● OBJECTIVE
Turn the listing into a Markdown table with the columns No. and Line, one row per line in order, and leave out any blank lines.

(Entries on locating named things)
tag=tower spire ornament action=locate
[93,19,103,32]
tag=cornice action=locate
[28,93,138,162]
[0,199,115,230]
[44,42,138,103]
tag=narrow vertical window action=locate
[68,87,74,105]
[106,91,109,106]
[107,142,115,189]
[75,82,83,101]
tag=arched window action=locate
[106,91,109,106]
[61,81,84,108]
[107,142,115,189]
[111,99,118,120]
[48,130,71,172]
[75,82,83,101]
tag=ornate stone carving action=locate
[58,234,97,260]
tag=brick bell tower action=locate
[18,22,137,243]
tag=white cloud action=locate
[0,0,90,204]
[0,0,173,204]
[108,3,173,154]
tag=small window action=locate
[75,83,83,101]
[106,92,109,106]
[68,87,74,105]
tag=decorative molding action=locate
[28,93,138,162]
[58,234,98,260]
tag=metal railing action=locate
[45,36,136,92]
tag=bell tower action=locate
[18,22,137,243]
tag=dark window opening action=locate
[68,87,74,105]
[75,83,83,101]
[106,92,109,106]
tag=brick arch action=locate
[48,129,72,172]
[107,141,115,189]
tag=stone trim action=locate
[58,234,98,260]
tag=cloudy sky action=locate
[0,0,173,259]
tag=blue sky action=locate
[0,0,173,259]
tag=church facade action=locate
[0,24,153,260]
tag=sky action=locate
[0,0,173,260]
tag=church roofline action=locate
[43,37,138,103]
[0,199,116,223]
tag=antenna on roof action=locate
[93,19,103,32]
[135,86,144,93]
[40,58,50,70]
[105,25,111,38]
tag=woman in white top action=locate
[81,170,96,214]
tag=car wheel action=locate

● TASK RESULT
| No. | Line |
|---|---|
| 1 | tag=tower spire ornament action=locate |
| 2 | [93,19,103,32] |
| 3 | tag=cornice action=locate |
| 4 | [28,93,138,162] |
| 5 | [0,199,115,230] |
| 6 | [44,42,138,103] |
| 7 | tag=narrow vertical window action=locate |
| 8 | [68,87,74,105] |
| 9 | [106,91,109,106] |
| 10 | [107,142,115,189] |
| 11 | [75,82,83,101] |
| 12 | tag=arched window action=locate |
| 13 | [106,91,109,106] |
| 14 | [61,81,84,108] |
| 15 | [107,142,115,189] |
| 16 | [111,99,118,120] |
| 17 | [48,130,71,172] |
| 18 | [75,82,83,101] |
| 19 | tag=ornate stone carving action=locate |
| 20 | [58,234,97,260] |
| 21 | tag=brick bell tower action=locate |
| 22 | [18,22,137,243] |
| 23 | tag=white cloud action=locate |
| 24 | [0,0,90,204] |
| 25 | [0,0,173,204] |
| 26 | [108,3,173,154] |
| 27 | tag=small window action=locate |
| 28 | [75,83,83,101] |
| 29 | [106,92,109,106] |
| 30 | [68,87,74,105] |
| 31 | tag=decorative molding action=locate |
| 32 | [28,93,138,162] |
| 33 | [58,234,98,260] |
| 34 | tag=metal railing action=locate |
| 35 | [45,36,136,92] |
| 36 | tag=bell tower action=locate |
| 37 | [18,22,137,243] |
| 38 | tag=dark window opening action=locate |
| 39 | [68,87,74,105] |
| 40 | [75,83,83,101] |
| 41 | [106,92,109,106] |
| 42 | tag=brick arch action=locate |
| 43 | [48,129,72,172] |
| 44 | [107,141,115,189] |
| 45 | tag=stone trim action=locate |
| 46 | [58,234,98,260] |
| 47 | tag=cloudy sky action=locate |
| 48 | [0,0,173,259] |
| 49 | tag=blue sky action=locate |
| 50 | [0,0,173,259] |
| 51 | tag=church facade action=locate |
| 52 | [0,24,153,260] |
| 53 | tag=sky action=locate |
| 54 | [0,0,173,260] |
| 55 | tag=church roofline action=locate |
| 56 | [43,37,138,103] |
| 57 | [0,199,116,223] |
| 58 | tag=antenna on roof action=locate |
| 59 | [93,19,103,32] |
| 60 | [135,86,144,93] |
| 61 | [40,58,50,70] |
| 62 | [105,25,111,38] |
| 63 | tag=woman in white top action=locate |
| 64 | [81,170,96,214] |
| 65 | tag=car wheel action=locate |